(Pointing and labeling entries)

— start —

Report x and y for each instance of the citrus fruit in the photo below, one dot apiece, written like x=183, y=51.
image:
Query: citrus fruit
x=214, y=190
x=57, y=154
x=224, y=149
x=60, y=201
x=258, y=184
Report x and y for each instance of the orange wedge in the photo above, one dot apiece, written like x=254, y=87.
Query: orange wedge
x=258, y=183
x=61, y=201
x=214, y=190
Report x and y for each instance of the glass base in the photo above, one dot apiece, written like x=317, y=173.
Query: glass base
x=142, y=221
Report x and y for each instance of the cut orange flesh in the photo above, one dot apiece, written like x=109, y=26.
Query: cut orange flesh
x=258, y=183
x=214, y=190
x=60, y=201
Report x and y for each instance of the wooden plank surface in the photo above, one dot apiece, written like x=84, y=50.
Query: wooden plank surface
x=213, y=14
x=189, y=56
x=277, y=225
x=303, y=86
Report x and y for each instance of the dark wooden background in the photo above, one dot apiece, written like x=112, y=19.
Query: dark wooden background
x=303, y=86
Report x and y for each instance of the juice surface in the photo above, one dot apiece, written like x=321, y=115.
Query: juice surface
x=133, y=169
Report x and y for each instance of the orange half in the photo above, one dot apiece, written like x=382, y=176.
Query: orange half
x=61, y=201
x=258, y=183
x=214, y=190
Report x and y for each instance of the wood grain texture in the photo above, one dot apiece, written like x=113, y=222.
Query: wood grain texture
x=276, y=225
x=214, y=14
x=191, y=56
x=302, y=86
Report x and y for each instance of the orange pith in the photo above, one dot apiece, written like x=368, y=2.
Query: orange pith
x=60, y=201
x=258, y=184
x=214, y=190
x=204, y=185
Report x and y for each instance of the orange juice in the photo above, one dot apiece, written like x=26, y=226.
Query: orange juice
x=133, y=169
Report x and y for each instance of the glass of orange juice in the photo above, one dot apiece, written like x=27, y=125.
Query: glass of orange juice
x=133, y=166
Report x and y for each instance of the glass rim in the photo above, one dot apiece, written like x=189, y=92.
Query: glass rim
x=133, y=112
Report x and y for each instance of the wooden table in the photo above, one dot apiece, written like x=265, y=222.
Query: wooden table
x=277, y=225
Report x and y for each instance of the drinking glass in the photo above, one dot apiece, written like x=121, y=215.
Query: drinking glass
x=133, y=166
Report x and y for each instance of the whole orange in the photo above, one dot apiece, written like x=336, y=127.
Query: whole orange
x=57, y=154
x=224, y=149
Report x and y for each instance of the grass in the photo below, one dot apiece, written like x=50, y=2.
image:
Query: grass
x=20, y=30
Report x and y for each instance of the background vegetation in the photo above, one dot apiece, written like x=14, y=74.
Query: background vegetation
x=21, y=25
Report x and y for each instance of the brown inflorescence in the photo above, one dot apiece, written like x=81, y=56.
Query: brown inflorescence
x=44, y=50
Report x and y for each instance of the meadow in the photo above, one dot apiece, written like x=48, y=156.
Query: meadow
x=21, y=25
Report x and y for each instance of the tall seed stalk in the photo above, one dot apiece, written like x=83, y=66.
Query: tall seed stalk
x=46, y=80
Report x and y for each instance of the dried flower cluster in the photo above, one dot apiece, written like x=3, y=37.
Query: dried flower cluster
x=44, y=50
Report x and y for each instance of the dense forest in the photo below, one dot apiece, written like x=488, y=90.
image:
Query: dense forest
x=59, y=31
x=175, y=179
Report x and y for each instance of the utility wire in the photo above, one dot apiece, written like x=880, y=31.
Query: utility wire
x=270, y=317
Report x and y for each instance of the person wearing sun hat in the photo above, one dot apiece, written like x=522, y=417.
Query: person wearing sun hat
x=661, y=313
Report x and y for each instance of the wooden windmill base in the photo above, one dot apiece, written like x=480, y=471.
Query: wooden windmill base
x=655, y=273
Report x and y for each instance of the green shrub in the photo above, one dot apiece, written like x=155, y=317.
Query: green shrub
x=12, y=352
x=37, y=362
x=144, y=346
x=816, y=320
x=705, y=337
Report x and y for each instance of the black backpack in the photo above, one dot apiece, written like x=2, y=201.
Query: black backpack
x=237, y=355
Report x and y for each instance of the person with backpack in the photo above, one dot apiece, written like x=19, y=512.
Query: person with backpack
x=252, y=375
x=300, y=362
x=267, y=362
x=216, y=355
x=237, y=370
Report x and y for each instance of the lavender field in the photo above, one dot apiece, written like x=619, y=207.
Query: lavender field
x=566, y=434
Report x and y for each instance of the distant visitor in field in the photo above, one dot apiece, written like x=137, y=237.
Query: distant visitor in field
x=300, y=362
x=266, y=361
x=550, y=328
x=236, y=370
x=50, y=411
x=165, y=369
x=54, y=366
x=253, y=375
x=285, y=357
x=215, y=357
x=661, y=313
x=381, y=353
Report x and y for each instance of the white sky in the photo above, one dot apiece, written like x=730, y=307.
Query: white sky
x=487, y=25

— end —

▸ WHAT TO PRODUCE
Rescale the lines starting at the one containing "Report x and y for each instance of the dried" and ending at the one containing "x=566, y=434", and write them all out again, requests included. Multiply each x and y coordinate in the answers by 1.05 and round to whole numbers, with halves going up; leave the numbers in the requests and their format samples unchanged.

▸ PROBLEM SOLUTION
Report x and y for each instance of the dried flower cluster in the photo above, one dot apiece, written like x=3, y=37.
Query: dried flower cluster
x=46, y=53
Report x and y for each instance of the dense forest in the photo below, one dot apiece, written like x=488, y=90.
image:
Query: dense forest
x=62, y=33
x=184, y=188
Report x and y for each instance of the utility wire in the photo above, one dot apiece, written like x=880, y=31.
Query: utility wire
x=284, y=333
Report x and y for each instance of the person wearing sun hat in the photo above, one dot apiece, written like x=522, y=417.
Query: person wearing sun hat
x=694, y=329
Report x and y for each instance of the wooden windmill base in the photo above, one dot apiece, written like x=480, y=471.
Query: wooden windmill base
x=688, y=287
Report x and y for each instance of the green shrub in the photo above, one dot apiece, written like x=155, y=317.
Query: green shrub
x=13, y=370
x=39, y=380
x=151, y=363
x=857, y=336
x=740, y=354
Report x and y for each instance of the black backpack in the photo above, one dot apiece, written like x=2, y=201.
Query: black backpack
x=249, y=373
Report x and y for each instance of the person with backpack in the photo above, one dot apiece, written like x=19, y=512.
Query: person with backpack
x=265, y=394
x=315, y=380
x=280, y=380
x=227, y=373
x=249, y=389
Report x and y for each instance of the lavender field in the photo above, one dot apiece, written like x=619, y=207.
Query: lavender field
x=594, y=456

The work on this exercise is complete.